**Brief**
Entries follow. Return each line that contains the word "pole".

**Material for the task**
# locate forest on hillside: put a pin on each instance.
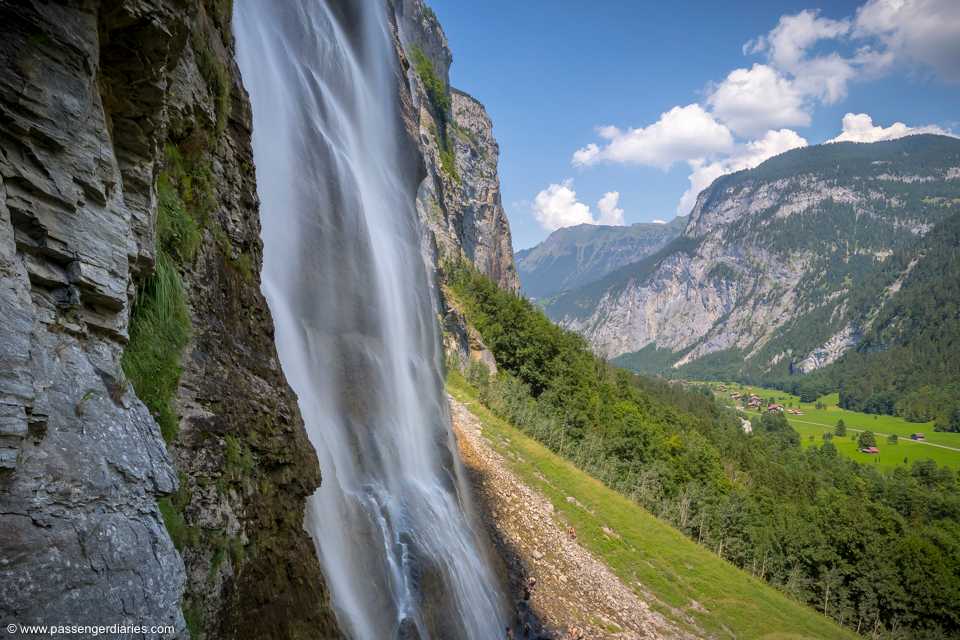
(908, 363)
(876, 551)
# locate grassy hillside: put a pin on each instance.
(869, 546)
(817, 421)
(679, 577)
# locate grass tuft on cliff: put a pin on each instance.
(159, 331)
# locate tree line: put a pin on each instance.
(876, 551)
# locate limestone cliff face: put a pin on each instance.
(771, 271)
(118, 120)
(459, 197)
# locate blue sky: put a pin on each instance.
(551, 73)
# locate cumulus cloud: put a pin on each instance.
(747, 156)
(751, 101)
(610, 212)
(809, 59)
(788, 42)
(919, 31)
(678, 135)
(859, 127)
(557, 206)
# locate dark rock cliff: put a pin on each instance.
(129, 243)
(459, 199)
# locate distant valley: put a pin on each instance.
(829, 268)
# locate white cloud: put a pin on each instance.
(683, 133)
(922, 31)
(557, 206)
(788, 42)
(859, 127)
(610, 213)
(814, 77)
(751, 101)
(748, 156)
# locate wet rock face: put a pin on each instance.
(94, 99)
(81, 459)
(459, 202)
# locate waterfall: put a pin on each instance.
(356, 326)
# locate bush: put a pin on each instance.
(841, 429)
(159, 331)
(866, 439)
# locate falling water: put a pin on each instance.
(355, 319)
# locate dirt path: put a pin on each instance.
(573, 591)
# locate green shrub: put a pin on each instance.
(178, 234)
(159, 331)
(215, 75)
(436, 88)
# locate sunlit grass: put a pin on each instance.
(815, 422)
(683, 578)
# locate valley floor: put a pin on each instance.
(625, 574)
(942, 448)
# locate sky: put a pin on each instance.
(621, 112)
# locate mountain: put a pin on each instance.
(783, 268)
(574, 256)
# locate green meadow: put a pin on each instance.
(679, 578)
(943, 448)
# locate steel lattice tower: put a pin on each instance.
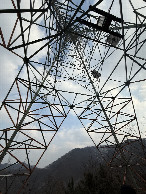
(98, 51)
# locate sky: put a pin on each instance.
(72, 133)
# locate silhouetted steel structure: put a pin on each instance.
(78, 41)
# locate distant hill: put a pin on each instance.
(76, 162)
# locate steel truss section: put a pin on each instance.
(76, 42)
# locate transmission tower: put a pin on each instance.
(92, 47)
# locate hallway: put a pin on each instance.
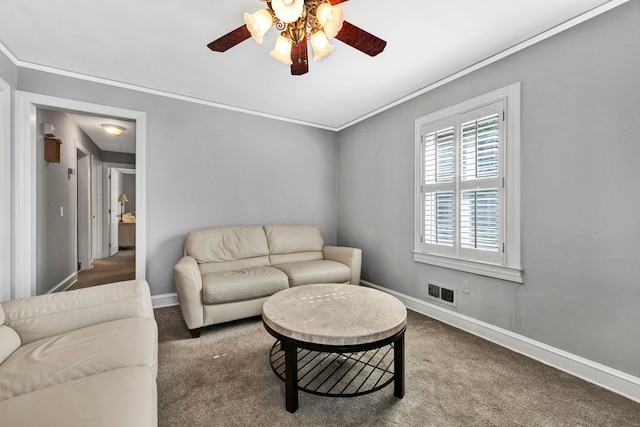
(121, 266)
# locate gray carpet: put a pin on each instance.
(453, 379)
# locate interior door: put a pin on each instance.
(114, 209)
(96, 208)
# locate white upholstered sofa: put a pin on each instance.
(227, 273)
(80, 358)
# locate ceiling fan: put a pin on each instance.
(300, 21)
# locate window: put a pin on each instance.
(468, 187)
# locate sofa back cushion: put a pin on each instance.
(9, 339)
(223, 244)
(293, 243)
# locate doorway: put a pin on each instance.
(24, 241)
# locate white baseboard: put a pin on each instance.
(165, 300)
(593, 372)
(62, 286)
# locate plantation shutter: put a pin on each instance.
(462, 185)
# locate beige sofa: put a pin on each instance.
(228, 272)
(80, 358)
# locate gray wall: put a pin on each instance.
(114, 157)
(209, 167)
(8, 70)
(8, 73)
(55, 234)
(580, 197)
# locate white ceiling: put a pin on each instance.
(161, 45)
(92, 126)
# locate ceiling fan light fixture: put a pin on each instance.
(282, 50)
(113, 130)
(320, 44)
(331, 18)
(258, 23)
(288, 10)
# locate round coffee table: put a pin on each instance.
(337, 319)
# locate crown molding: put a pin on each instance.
(490, 60)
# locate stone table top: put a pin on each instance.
(334, 314)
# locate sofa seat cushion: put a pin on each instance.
(241, 285)
(320, 271)
(78, 354)
(124, 397)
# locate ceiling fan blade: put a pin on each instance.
(360, 39)
(299, 58)
(229, 40)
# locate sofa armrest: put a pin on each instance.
(189, 286)
(351, 257)
(43, 316)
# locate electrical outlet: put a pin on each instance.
(447, 295)
(466, 288)
(441, 294)
(433, 291)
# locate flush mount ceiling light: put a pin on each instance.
(317, 21)
(114, 130)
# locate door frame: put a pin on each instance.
(24, 237)
(96, 208)
(5, 191)
(84, 223)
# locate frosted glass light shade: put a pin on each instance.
(114, 130)
(258, 23)
(331, 18)
(282, 51)
(320, 44)
(288, 10)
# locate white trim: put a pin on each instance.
(100, 80)
(489, 270)
(5, 191)
(510, 51)
(611, 379)
(24, 273)
(165, 300)
(66, 283)
(511, 268)
(495, 58)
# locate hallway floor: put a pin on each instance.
(121, 266)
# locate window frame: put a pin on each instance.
(509, 268)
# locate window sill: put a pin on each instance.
(491, 270)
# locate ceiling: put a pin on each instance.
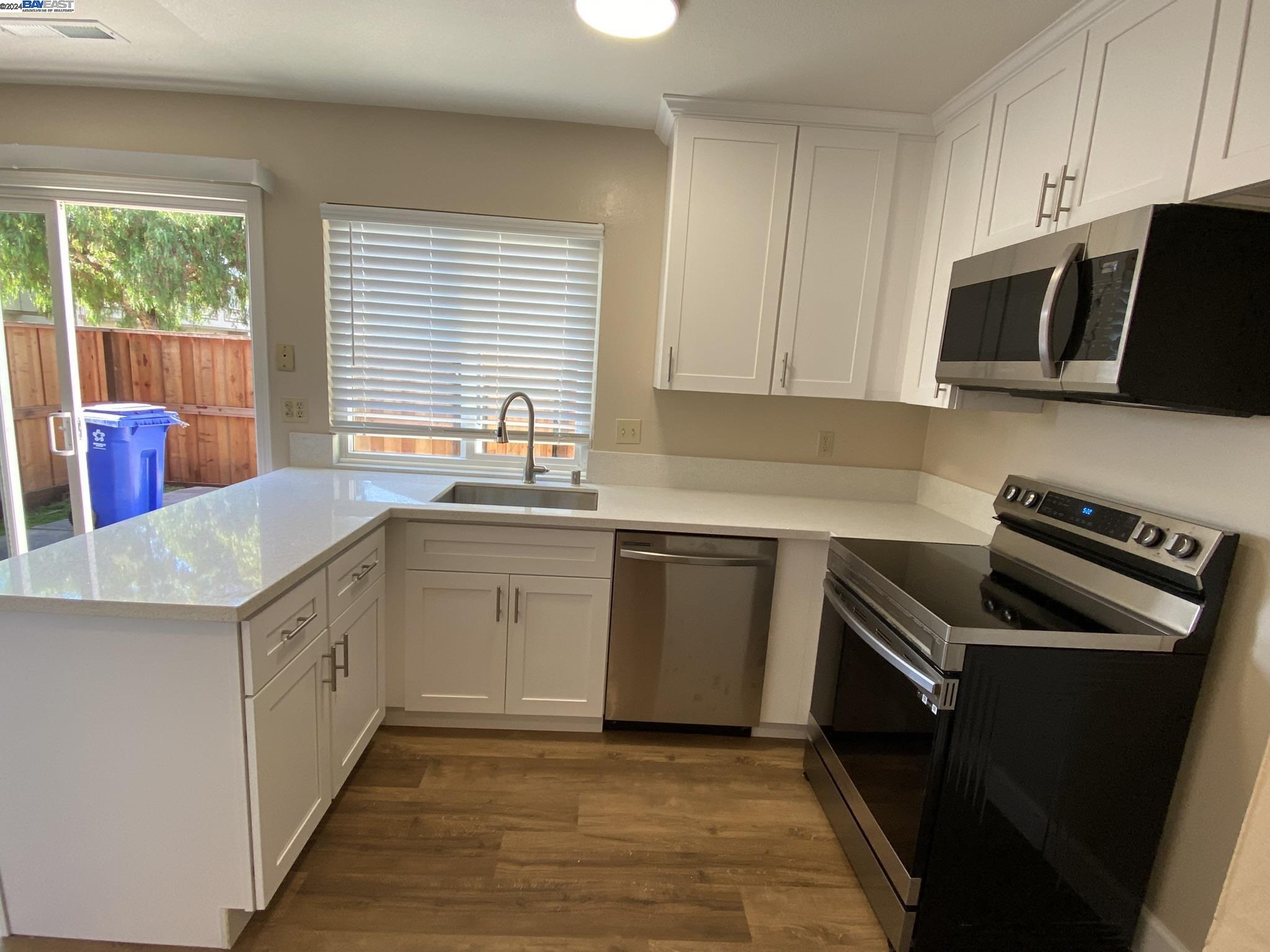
(535, 58)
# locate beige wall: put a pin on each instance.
(1214, 470)
(448, 162)
(1244, 915)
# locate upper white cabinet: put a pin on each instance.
(778, 248)
(1140, 107)
(1032, 134)
(833, 262)
(722, 270)
(953, 208)
(1233, 149)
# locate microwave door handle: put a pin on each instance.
(1046, 332)
(915, 674)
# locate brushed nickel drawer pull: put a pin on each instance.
(301, 624)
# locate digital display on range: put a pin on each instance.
(1103, 519)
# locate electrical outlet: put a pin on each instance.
(629, 431)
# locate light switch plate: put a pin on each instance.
(629, 431)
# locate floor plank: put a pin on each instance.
(448, 840)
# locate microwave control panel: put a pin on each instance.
(1106, 283)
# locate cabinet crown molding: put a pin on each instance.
(1067, 25)
(742, 111)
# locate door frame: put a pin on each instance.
(68, 384)
(139, 192)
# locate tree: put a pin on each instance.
(138, 267)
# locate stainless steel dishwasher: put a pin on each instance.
(689, 637)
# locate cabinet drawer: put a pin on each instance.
(280, 631)
(351, 574)
(510, 550)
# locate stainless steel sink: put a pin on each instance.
(538, 496)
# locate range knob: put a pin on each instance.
(1181, 546)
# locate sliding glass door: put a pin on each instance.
(43, 472)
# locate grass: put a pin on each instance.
(46, 514)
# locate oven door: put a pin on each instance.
(1011, 315)
(882, 718)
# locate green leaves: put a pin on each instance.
(134, 267)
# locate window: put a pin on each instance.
(433, 319)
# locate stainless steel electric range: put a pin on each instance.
(996, 730)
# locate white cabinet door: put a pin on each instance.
(288, 762)
(727, 219)
(1140, 107)
(558, 646)
(1235, 136)
(951, 214)
(455, 641)
(1032, 135)
(357, 703)
(837, 236)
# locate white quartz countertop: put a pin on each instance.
(225, 555)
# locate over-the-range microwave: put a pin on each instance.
(1165, 306)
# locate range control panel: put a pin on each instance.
(1168, 540)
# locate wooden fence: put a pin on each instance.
(203, 377)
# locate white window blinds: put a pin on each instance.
(433, 319)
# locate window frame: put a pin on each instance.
(470, 460)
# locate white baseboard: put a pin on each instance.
(399, 718)
(786, 731)
(1153, 936)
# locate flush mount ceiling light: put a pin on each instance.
(630, 19)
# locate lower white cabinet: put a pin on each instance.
(357, 641)
(483, 643)
(456, 641)
(288, 752)
(557, 646)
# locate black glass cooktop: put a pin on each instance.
(967, 588)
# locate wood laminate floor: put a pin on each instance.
(450, 840)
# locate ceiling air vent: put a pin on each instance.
(32, 27)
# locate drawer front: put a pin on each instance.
(355, 571)
(280, 631)
(510, 550)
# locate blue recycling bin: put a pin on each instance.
(126, 459)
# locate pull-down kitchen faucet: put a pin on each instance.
(500, 433)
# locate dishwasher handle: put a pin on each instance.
(647, 555)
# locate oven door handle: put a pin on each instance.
(1046, 330)
(925, 682)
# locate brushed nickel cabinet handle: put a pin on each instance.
(1046, 186)
(301, 624)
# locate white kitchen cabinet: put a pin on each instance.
(288, 757)
(1233, 149)
(722, 267)
(1140, 107)
(456, 641)
(1028, 148)
(833, 262)
(951, 215)
(357, 640)
(557, 646)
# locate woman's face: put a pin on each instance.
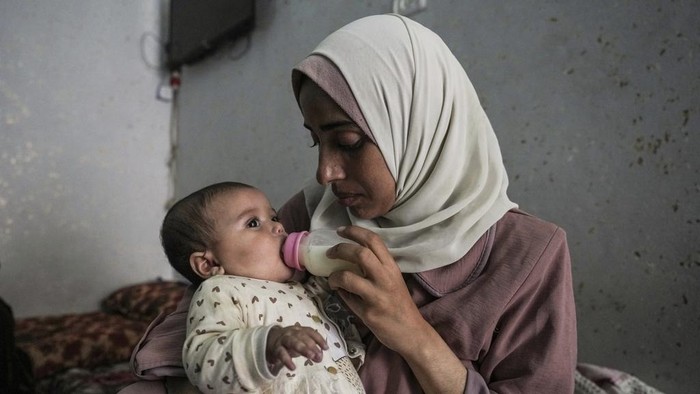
(347, 159)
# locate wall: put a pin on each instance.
(83, 152)
(596, 105)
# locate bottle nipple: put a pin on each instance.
(290, 250)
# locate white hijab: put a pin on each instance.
(424, 115)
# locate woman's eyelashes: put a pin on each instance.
(345, 143)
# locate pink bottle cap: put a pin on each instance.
(290, 250)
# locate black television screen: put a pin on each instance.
(198, 27)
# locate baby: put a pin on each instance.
(250, 316)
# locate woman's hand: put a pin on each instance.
(381, 298)
(383, 302)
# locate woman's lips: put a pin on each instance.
(347, 199)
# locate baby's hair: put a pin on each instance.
(188, 227)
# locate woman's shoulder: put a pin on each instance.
(517, 224)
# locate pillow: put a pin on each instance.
(86, 340)
(145, 301)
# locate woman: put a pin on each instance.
(462, 292)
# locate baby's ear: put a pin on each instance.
(204, 266)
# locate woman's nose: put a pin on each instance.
(329, 168)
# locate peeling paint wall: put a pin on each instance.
(597, 108)
(83, 153)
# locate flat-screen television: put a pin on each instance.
(199, 27)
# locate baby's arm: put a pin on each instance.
(285, 343)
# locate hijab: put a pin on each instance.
(401, 84)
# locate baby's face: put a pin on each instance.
(249, 237)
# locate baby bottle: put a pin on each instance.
(307, 250)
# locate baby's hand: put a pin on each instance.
(285, 343)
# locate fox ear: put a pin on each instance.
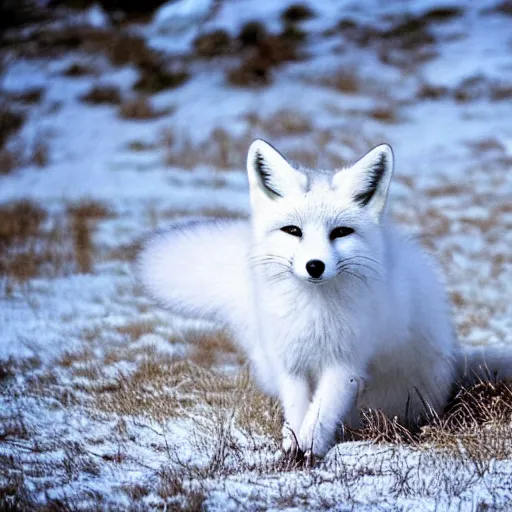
(270, 173)
(369, 179)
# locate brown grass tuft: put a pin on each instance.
(139, 108)
(213, 349)
(297, 12)
(155, 77)
(102, 94)
(10, 122)
(29, 96)
(77, 69)
(263, 55)
(90, 209)
(252, 34)
(476, 425)
(213, 44)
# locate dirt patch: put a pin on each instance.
(102, 94)
(140, 109)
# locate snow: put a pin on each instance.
(449, 186)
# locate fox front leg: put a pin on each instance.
(335, 399)
(295, 398)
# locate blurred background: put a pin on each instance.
(118, 116)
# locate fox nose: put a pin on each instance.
(315, 268)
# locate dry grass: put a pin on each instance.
(32, 243)
(29, 96)
(297, 12)
(101, 94)
(78, 69)
(263, 55)
(221, 151)
(11, 121)
(213, 44)
(140, 108)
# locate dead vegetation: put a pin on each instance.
(470, 89)
(223, 150)
(140, 108)
(78, 69)
(34, 243)
(102, 94)
(406, 42)
(11, 121)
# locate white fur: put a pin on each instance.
(373, 331)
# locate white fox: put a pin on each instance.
(335, 309)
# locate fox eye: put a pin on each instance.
(340, 232)
(292, 230)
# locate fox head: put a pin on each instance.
(317, 226)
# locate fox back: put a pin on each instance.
(333, 306)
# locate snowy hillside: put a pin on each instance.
(111, 125)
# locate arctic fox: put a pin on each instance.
(334, 307)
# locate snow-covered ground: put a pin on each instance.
(107, 401)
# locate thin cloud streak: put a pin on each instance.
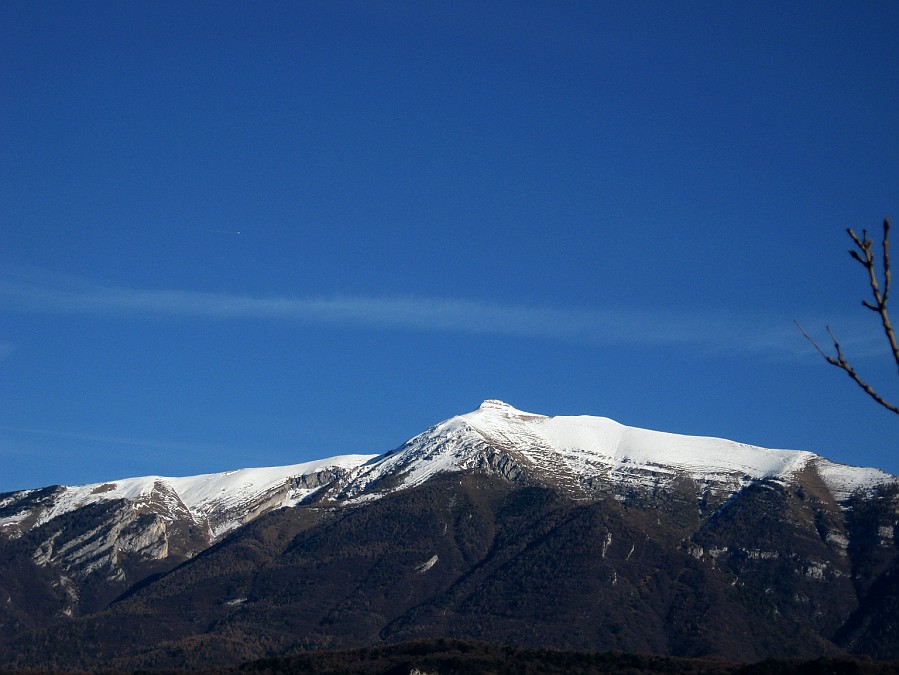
(718, 332)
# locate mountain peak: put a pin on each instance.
(496, 404)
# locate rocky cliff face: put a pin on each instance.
(501, 525)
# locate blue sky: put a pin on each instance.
(249, 234)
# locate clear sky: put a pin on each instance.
(249, 234)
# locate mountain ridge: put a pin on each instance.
(498, 524)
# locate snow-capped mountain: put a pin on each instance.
(585, 456)
(582, 454)
(464, 530)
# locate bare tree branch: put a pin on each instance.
(865, 256)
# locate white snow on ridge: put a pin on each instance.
(200, 495)
(587, 443)
(567, 450)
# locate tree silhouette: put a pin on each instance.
(864, 254)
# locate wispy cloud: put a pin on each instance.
(712, 331)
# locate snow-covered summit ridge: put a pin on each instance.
(583, 447)
(582, 455)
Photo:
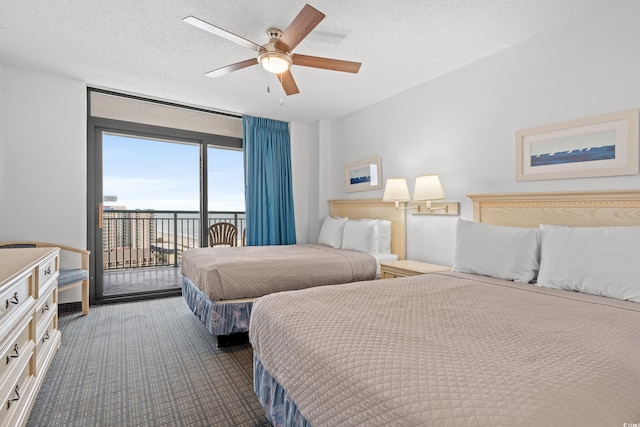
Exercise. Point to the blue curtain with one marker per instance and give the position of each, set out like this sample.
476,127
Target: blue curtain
268,193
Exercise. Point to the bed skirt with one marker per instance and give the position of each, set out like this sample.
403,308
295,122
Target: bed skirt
220,319
278,407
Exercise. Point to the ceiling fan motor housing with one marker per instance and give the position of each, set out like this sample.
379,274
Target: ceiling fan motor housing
272,58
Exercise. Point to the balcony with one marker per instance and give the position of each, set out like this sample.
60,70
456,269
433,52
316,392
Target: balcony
142,249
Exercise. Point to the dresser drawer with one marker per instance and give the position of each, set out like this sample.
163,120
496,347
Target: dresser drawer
47,276
16,398
17,347
16,301
45,305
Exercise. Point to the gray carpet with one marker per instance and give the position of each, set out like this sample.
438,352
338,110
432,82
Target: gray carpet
146,363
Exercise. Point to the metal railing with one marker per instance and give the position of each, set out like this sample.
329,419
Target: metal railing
151,238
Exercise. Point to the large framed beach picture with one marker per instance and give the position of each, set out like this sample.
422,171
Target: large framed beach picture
605,145
363,175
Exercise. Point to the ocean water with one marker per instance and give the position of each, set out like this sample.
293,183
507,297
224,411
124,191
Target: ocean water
575,156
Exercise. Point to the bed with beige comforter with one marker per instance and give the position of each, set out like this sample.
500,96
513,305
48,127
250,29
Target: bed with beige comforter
220,283
446,349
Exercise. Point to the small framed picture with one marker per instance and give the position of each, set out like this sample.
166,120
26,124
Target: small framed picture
363,175
597,146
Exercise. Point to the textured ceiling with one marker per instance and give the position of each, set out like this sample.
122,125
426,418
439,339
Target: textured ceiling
144,48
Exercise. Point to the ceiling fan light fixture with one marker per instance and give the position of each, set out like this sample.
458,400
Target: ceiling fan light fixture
275,62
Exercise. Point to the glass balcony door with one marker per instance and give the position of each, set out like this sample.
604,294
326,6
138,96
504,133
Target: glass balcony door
150,213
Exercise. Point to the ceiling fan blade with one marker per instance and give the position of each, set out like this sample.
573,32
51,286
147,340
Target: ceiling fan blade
326,63
288,83
199,23
301,25
233,67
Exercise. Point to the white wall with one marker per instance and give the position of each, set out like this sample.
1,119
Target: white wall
461,125
44,177
3,158
301,149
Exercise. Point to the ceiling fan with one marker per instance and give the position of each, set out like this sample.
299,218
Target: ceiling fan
275,56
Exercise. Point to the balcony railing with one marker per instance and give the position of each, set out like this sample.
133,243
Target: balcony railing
151,238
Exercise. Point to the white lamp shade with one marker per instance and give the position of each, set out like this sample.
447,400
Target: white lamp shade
275,62
396,190
428,187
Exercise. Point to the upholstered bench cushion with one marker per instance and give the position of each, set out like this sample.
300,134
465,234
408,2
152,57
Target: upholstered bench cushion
68,276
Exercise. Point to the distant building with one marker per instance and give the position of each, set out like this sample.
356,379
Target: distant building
132,229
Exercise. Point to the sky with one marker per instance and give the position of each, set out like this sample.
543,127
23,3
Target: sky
152,174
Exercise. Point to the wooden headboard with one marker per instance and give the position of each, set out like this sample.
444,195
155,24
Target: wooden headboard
375,208
579,208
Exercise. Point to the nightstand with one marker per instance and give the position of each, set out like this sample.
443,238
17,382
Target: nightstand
392,269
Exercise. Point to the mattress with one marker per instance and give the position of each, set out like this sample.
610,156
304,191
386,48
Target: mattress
449,349
224,273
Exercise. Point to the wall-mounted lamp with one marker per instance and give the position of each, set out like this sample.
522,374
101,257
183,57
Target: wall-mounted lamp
396,190
427,188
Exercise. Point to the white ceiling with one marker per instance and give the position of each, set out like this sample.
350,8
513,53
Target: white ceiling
143,47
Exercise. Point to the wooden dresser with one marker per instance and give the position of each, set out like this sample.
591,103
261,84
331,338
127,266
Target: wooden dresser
29,335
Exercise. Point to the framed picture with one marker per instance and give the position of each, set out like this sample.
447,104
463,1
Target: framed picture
597,146
363,175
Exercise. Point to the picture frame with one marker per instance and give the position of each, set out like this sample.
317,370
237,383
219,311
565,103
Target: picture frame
605,145
363,175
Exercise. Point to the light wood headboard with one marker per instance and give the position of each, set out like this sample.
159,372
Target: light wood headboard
580,208
375,208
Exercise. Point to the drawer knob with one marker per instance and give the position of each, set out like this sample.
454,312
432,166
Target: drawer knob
13,300
15,354
14,399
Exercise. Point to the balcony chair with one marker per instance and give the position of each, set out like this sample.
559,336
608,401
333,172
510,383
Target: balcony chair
68,277
223,234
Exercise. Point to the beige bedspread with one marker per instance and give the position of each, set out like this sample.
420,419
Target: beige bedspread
225,273
443,349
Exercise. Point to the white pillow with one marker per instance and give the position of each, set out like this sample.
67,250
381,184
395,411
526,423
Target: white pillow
384,234
331,232
509,253
593,260
361,236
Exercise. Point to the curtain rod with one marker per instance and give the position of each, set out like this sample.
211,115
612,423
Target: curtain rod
157,101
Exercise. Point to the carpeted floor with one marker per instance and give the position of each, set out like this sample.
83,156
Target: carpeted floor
147,363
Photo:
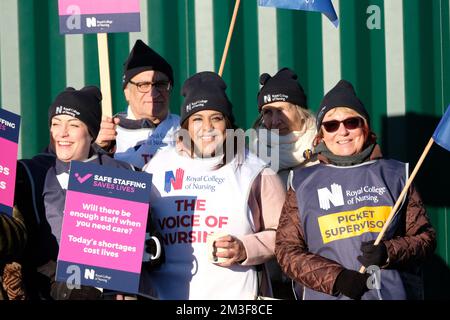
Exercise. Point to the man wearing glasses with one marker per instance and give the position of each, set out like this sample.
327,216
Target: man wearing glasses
147,125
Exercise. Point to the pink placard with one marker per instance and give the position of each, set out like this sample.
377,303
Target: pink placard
99,6
102,231
8,164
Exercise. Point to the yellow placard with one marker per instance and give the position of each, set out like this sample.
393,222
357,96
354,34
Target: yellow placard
349,224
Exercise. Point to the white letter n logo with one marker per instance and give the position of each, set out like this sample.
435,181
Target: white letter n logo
335,196
89,274
91,22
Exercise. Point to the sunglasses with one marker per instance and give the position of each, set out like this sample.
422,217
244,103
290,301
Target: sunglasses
349,124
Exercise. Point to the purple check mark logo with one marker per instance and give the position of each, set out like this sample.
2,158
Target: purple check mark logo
82,179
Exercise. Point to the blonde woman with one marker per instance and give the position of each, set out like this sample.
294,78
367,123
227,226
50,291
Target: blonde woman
290,125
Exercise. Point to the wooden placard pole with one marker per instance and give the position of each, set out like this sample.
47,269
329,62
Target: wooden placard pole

**Written answer**
Exercise. Point to the wooden placard pole with one marker per instance and give the position of each, set out like this sample.
Target: wooden placard pole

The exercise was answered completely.